_PROBLEM DESCRIPTION_
Go through the records below and copy out every line that contains the word "white".
DATA FOR ANALYSIS Start Marker
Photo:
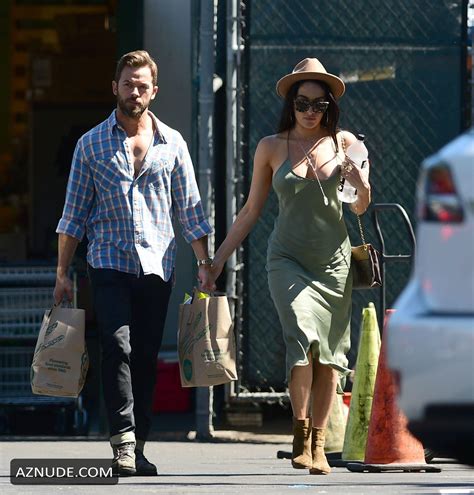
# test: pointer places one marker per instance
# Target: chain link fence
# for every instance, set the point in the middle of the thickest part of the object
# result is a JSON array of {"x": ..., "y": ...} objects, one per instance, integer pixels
[{"x": 404, "y": 67}]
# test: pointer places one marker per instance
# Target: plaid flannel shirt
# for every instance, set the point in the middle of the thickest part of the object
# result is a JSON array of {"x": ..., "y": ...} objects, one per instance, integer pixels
[{"x": 128, "y": 220}]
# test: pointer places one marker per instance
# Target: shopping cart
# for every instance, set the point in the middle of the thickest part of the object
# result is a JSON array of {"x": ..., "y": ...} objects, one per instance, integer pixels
[{"x": 25, "y": 293}]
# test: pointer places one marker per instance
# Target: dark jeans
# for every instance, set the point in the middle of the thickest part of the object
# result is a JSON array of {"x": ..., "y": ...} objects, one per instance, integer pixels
[{"x": 131, "y": 313}]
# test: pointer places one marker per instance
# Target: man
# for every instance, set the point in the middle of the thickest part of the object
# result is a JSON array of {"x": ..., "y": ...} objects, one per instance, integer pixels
[{"x": 128, "y": 175}]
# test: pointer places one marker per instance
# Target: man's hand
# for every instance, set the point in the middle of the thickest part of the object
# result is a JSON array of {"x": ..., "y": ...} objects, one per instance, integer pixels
[
  {"x": 207, "y": 278},
  {"x": 63, "y": 288}
]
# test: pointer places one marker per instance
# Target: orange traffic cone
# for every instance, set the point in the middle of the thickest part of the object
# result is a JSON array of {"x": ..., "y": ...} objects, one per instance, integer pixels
[{"x": 390, "y": 446}]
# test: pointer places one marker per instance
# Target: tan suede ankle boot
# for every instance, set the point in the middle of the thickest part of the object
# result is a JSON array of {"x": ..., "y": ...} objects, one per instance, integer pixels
[
  {"x": 320, "y": 463},
  {"x": 301, "y": 456}
]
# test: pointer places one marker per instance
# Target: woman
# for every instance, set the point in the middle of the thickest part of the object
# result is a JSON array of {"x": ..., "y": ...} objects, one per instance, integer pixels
[{"x": 309, "y": 251}]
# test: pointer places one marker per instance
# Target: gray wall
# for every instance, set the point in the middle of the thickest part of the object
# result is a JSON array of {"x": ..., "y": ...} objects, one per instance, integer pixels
[{"x": 168, "y": 38}]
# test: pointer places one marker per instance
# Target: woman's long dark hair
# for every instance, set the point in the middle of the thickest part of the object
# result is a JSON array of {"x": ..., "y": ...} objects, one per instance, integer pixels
[{"x": 330, "y": 117}]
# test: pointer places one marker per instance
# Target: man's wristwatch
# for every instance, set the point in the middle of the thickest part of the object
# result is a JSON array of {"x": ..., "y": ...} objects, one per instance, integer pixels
[{"x": 206, "y": 261}]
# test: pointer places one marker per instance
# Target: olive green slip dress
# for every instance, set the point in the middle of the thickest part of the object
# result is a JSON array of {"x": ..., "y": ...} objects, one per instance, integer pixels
[{"x": 308, "y": 265}]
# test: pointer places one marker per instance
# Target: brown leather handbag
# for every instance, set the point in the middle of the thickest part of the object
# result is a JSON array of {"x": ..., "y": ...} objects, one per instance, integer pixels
[{"x": 365, "y": 264}]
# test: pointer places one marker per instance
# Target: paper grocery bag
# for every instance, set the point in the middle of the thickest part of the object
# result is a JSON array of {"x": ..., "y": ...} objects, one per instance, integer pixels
[
  {"x": 60, "y": 361},
  {"x": 206, "y": 343}
]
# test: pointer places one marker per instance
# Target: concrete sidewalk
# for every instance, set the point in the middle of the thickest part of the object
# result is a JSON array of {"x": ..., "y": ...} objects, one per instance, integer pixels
[{"x": 235, "y": 463}]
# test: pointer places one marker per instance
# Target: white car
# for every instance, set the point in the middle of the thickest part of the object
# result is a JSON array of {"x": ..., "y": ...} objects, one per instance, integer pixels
[{"x": 431, "y": 333}]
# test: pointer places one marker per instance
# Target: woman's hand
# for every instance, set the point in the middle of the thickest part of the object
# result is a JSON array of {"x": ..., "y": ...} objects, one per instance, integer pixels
[
  {"x": 356, "y": 176},
  {"x": 359, "y": 178}
]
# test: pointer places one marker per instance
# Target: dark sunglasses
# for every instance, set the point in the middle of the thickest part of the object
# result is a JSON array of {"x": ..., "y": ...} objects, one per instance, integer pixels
[{"x": 303, "y": 105}]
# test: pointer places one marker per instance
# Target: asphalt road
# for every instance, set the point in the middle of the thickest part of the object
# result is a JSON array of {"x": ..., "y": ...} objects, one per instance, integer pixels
[{"x": 227, "y": 467}]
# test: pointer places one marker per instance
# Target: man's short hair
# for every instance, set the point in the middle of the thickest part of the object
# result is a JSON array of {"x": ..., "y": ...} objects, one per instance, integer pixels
[{"x": 137, "y": 59}]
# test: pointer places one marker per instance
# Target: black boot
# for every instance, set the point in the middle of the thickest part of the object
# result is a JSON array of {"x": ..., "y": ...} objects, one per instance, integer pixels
[{"x": 143, "y": 465}]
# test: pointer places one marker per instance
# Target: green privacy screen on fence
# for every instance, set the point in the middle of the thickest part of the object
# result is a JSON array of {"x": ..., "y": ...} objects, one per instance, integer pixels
[{"x": 403, "y": 64}]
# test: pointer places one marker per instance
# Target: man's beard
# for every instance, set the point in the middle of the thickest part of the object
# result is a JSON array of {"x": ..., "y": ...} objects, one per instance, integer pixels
[{"x": 134, "y": 112}]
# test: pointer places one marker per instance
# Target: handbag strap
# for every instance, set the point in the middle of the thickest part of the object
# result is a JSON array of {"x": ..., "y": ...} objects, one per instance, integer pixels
[{"x": 361, "y": 229}]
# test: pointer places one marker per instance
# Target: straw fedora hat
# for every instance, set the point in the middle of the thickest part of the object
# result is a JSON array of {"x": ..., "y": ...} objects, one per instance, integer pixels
[{"x": 310, "y": 68}]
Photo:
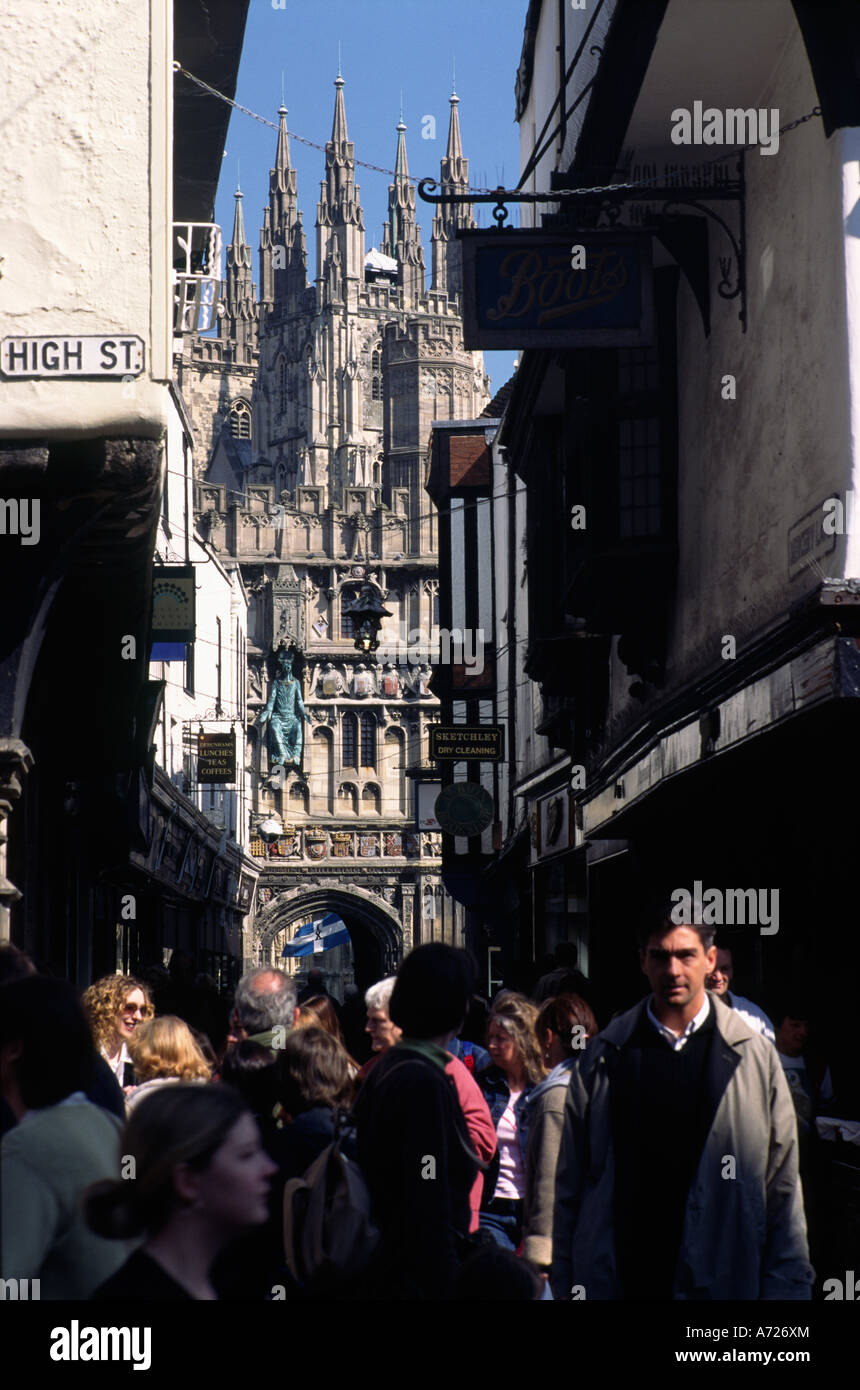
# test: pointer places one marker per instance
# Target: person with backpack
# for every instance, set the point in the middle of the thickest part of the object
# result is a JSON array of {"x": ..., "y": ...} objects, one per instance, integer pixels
[{"x": 413, "y": 1143}]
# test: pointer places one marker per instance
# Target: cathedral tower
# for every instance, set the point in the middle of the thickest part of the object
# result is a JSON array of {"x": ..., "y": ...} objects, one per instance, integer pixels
[{"x": 350, "y": 373}]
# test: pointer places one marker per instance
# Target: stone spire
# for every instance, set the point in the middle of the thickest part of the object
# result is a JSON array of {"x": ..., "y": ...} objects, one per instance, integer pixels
[
  {"x": 339, "y": 216},
  {"x": 446, "y": 250},
  {"x": 239, "y": 320},
  {"x": 282, "y": 248},
  {"x": 400, "y": 234}
]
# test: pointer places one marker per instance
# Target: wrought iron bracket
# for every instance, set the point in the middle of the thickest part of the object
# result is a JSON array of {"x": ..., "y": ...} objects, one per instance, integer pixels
[{"x": 666, "y": 202}]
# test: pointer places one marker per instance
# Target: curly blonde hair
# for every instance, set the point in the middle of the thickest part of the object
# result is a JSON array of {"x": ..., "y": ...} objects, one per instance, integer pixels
[
  {"x": 166, "y": 1047},
  {"x": 102, "y": 1004},
  {"x": 518, "y": 1018}
]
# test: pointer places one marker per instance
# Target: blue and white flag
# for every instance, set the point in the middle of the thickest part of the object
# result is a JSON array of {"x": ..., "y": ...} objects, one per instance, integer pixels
[{"x": 317, "y": 936}]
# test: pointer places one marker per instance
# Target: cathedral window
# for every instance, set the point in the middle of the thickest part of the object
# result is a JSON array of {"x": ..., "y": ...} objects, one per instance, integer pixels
[
  {"x": 368, "y": 741},
  {"x": 349, "y": 747},
  {"x": 241, "y": 420}
]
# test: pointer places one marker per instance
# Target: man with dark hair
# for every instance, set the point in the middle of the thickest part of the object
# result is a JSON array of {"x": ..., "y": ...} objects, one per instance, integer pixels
[
  {"x": 678, "y": 1168},
  {"x": 263, "y": 1001},
  {"x": 413, "y": 1140},
  {"x": 60, "y": 1144}
]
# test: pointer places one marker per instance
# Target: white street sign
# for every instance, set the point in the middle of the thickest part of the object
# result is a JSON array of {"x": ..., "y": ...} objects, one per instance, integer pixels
[{"x": 120, "y": 355}]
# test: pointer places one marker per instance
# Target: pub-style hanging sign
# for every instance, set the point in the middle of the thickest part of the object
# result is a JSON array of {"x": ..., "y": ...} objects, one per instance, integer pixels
[
  {"x": 174, "y": 603},
  {"x": 217, "y": 758},
  {"x": 557, "y": 289}
]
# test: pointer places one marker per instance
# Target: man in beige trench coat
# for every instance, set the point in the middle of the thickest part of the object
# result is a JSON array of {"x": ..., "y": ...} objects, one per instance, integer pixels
[{"x": 678, "y": 1166}]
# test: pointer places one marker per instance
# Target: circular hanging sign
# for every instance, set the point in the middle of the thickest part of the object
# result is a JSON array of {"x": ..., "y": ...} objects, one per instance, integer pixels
[{"x": 464, "y": 809}]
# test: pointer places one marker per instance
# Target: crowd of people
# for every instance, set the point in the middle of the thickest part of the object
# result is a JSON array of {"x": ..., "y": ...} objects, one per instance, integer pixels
[{"x": 506, "y": 1150}]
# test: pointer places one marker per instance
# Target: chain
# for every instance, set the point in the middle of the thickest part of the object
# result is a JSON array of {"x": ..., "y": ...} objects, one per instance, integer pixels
[
  {"x": 550, "y": 198},
  {"x": 800, "y": 120},
  {"x": 246, "y": 110}
]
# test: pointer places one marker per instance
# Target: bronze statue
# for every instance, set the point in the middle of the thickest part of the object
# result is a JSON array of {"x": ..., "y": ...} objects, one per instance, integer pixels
[{"x": 284, "y": 713}]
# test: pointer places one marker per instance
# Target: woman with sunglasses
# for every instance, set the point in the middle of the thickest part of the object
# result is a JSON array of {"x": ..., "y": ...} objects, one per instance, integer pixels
[{"x": 116, "y": 1005}]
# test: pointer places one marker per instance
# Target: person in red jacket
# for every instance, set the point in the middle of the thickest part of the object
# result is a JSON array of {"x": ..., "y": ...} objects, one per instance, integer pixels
[{"x": 481, "y": 1129}]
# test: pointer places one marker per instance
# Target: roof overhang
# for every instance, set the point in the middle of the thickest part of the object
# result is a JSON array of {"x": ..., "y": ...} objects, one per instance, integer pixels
[{"x": 207, "y": 41}]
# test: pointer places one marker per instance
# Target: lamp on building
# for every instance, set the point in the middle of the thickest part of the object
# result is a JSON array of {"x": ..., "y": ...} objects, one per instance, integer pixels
[
  {"x": 270, "y": 829},
  {"x": 366, "y": 615}
]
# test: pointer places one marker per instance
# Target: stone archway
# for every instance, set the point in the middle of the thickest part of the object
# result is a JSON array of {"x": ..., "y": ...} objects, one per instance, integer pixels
[{"x": 377, "y": 933}]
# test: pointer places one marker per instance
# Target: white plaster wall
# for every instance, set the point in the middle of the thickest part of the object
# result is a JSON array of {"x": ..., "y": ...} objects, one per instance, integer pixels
[
  {"x": 85, "y": 218},
  {"x": 218, "y": 595}
]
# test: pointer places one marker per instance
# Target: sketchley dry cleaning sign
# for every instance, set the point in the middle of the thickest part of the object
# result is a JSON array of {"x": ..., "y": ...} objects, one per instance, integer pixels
[{"x": 556, "y": 289}]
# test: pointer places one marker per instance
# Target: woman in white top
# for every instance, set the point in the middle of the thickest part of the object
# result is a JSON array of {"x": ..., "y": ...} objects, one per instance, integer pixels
[
  {"x": 516, "y": 1068},
  {"x": 164, "y": 1051},
  {"x": 116, "y": 1007}
]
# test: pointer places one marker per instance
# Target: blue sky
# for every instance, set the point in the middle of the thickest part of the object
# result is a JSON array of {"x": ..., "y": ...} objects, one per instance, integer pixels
[{"x": 386, "y": 47}]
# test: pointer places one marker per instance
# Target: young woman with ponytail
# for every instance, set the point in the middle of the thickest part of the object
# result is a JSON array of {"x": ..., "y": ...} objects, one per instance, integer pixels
[{"x": 195, "y": 1175}]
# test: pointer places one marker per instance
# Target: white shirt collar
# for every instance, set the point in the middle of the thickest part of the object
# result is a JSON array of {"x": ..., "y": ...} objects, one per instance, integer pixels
[
  {"x": 118, "y": 1066},
  {"x": 675, "y": 1040}
]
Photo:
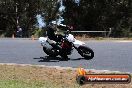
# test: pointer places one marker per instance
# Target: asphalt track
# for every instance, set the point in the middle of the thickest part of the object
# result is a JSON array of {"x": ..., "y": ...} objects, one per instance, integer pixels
[{"x": 109, "y": 55}]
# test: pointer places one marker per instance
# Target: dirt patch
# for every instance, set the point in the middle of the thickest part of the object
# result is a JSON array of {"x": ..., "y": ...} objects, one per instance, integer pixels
[{"x": 66, "y": 78}]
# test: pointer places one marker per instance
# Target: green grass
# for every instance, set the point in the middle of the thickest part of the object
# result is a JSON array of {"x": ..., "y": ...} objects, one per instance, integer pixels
[{"x": 22, "y": 84}]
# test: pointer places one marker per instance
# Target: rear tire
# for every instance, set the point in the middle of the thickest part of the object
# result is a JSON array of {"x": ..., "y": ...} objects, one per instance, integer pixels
[
  {"x": 80, "y": 80},
  {"x": 51, "y": 52},
  {"x": 86, "y": 52}
]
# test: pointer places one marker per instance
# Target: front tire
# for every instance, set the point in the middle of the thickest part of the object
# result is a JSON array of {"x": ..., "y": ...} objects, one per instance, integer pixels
[
  {"x": 86, "y": 52},
  {"x": 51, "y": 52}
]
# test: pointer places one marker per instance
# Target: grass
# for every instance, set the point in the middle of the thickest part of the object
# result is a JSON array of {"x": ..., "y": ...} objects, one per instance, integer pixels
[{"x": 17, "y": 76}]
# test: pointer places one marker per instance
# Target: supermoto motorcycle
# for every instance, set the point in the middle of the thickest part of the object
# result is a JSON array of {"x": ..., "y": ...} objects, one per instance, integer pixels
[{"x": 67, "y": 43}]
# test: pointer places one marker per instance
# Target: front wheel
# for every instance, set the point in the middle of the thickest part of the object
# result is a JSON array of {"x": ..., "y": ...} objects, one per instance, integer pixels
[{"x": 86, "y": 52}]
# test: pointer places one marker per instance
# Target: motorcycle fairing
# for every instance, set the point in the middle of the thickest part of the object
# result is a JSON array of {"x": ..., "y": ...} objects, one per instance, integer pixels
[
  {"x": 43, "y": 42},
  {"x": 77, "y": 43}
]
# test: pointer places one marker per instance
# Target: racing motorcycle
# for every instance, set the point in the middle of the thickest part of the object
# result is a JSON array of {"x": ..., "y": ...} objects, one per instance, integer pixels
[{"x": 66, "y": 45}]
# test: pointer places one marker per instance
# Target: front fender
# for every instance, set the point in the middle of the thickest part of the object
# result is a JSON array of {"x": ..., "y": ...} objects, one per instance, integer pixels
[{"x": 44, "y": 43}]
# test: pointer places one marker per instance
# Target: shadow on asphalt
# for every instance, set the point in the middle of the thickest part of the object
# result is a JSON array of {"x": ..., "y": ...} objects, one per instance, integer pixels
[{"x": 56, "y": 59}]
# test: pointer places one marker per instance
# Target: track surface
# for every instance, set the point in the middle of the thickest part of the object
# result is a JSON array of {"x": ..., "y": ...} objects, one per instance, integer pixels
[{"x": 109, "y": 55}]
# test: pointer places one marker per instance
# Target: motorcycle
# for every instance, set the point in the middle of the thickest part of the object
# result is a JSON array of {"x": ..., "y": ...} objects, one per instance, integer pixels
[{"x": 66, "y": 46}]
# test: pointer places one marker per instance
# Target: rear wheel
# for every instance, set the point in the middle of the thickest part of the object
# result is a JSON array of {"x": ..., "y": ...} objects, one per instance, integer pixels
[
  {"x": 86, "y": 52},
  {"x": 51, "y": 52}
]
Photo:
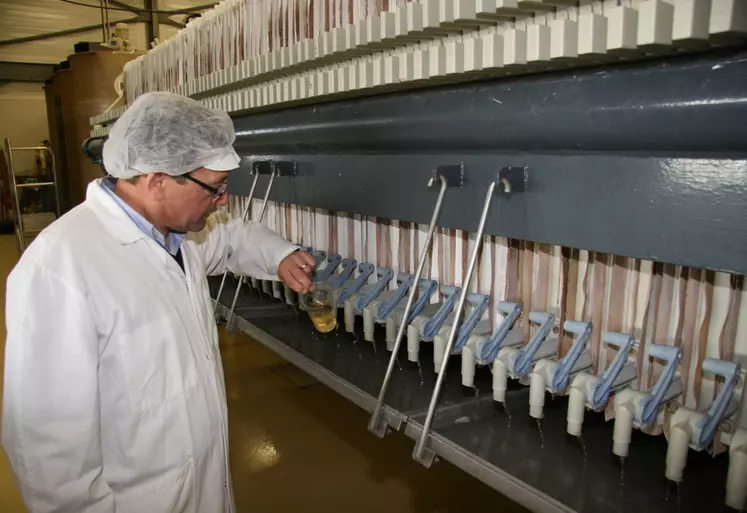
DATA FOR ANALYSIS End Marker
_TASK ANSWER_
# Target: white car
# Target: blue and white flag
# Target: white street sign
# Target: white plaster wall
# Target: woman in white top
# Target: white shirt collar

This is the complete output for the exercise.